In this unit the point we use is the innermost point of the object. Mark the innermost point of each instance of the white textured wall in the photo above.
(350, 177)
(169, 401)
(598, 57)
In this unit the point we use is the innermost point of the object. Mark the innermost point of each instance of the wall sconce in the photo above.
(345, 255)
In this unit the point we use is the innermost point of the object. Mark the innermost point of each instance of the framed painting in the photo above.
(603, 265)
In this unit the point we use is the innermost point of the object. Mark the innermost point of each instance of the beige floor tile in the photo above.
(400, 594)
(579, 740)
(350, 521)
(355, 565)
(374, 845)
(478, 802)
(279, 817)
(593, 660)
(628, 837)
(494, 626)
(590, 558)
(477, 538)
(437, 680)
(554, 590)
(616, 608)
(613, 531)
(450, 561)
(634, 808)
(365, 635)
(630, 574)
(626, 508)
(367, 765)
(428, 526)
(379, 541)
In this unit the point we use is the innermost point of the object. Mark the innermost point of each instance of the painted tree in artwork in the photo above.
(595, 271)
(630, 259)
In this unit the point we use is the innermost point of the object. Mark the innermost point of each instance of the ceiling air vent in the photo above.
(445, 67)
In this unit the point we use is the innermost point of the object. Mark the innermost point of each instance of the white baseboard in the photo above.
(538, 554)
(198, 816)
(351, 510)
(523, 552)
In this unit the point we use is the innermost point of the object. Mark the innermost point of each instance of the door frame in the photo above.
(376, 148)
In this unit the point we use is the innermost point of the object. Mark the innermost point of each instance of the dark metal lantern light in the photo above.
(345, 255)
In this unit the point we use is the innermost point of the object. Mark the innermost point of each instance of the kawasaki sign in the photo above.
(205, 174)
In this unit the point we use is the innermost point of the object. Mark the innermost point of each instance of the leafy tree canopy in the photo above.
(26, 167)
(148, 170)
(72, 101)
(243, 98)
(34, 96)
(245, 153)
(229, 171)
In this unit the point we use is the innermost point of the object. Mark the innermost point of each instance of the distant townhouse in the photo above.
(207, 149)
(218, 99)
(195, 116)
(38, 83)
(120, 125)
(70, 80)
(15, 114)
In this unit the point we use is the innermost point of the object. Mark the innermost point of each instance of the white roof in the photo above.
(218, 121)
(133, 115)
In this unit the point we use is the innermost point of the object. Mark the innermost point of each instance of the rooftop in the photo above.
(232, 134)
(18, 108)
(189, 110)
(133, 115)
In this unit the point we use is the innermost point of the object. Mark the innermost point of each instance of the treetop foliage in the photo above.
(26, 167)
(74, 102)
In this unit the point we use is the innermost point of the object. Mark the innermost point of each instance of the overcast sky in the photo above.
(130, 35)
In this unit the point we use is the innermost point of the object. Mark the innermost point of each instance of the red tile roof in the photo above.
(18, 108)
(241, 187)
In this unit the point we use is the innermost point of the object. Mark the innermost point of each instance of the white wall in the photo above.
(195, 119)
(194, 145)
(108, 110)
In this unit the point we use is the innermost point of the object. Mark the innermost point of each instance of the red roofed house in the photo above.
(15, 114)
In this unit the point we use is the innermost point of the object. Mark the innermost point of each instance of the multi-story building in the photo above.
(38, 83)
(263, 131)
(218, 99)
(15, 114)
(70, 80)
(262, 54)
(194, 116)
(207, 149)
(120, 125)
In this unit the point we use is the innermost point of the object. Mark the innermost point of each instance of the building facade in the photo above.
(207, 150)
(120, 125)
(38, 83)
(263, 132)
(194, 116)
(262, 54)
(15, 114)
┄┄┄┄┄┄
» **Work to complete**:
All the data must be duplicated exactly, with nothing added or removed.

» **Task result**:
In this unit the point we use is the innermost point of the object. Mark the innermost point of each instance of the white textured wall in the photo above.
(350, 177)
(169, 401)
(598, 57)
In this unit the point we use is the innermost point of the object. Mark the innermost point of each instance of the wall sconce in the photo above.
(345, 255)
In this unit the point we use is the innermost point of the object. Mark the innermost point of each instance of the framed painting in the photo above.
(603, 265)
In this unit the point we use is the innermost point of the object. Mark the innermost point of each instance of the beige floor tile in the photo above.
(400, 594)
(579, 740)
(350, 521)
(355, 565)
(374, 845)
(478, 802)
(279, 817)
(593, 660)
(628, 837)
(494, 626)
(590, 558)
(477, 538)
(437, 680)
(554, 590)
(616, 608)
(613, 531)
(450, 561)
(634, 808)
(365, 635)
(630, 574)
(626, 508)
(367, 765)
(428, 526)
(379, 541)
In this unit the point we use is the innermost point of the object. Mark the innermost point of each instance of the painted tree in artwork in the photo above.
(595, 271)
(630, 259)
In this unit the point we use is the innermost point of the object. Mark the innermost point of each instance of the ceiling air vent in the photo above.
(445, 67)
In this unit the point we use is the innermost point of the object. Mark the innermost point of each instance of the white baseboard in the photo above.
(538, 554)
(198, 816)
(351, 510)
(523, 552)
In this unit the point we use is the innermost point of the object. Mark the innermost point of each instance of the door frame in the photo above.
(376, 148)
In this unit the point we use is the innermost point of the object. Mark the innermost point of each instance of the dark metal lantern light in the photo above.
(345, 255)
In this unit the point we use is the innermost point of the object. Mark the innermost point of each instance of the kawasaki sign in the photo above.
(205, 174)
In this unit the point we use is the innermost point of the object. Mark the innermost point of each instance of the leafy tree canopy in the photo above.
(26, 167)
(148, 170)
(72, 101)
(243, 98)
(34, 96)
(245, 153)
(229, 171)
In this unit the point we use is the innermost point of the object. Mark the innermost point of each instance of the distant townhouse in the photo above.
(207, 149)
(218, 99)
(195, 116)
(38, 83)
(120, 125)
(70, 80)
(15, 114)
In this unit the point we use is the innermost point of the object. Mark the innermost point of each instance of the white roof in the photo above.
(218, 121)
(133, 115)
In this unit the point we use is the innermost point of the object. Mark the innermost point of each instance of the rooftop in the photo above.
(232, 134)
(18, 108)
(189, 110)
(133, 115)
In this unit the point we use is the innermost point of the object. Mark the innermost point of each instance of the treetop foliage in the photo above.
(26, 167)
(74, 102)
In this unit the point we use is the innermost point of the object. Mark the innermost point of each instance of the overcast sky in the photo above.
(130, 35)
In this unit the point we use is the innermost point of the object. Mark the innermost point of each instance of the red tile roof in the photo above.
(18, 108)
(241, 187)
In this unit the point we use is the innermost point of the object. Mark the innermost point of each instance of the white wall in the photo above.
(195, 119)
(194, 145)
(108, 110)
In this unit the point we use is the innermost point of the object. Mark the innermost point of each instance of the red roofed house in the photo above.
(15, 114)
In this unit the point we use is the innermost point of the object. Mark the innermost point of each instance of the multi-story building in the photo above.
(38, 83)
(263, 131)
(218, 99)
(15, 114)
(70, 80)
(262, 54)
(194, 116)
(207, 149)
(120, 125)
In this unit the point we use is the innermost point of the object. Mark the innermost point of each instance of the building facade in the photo above.
(207, 150)
(120, 125)
(38, 83)
(263, 132)
(194, 116)
(262, 54)
(15, 114)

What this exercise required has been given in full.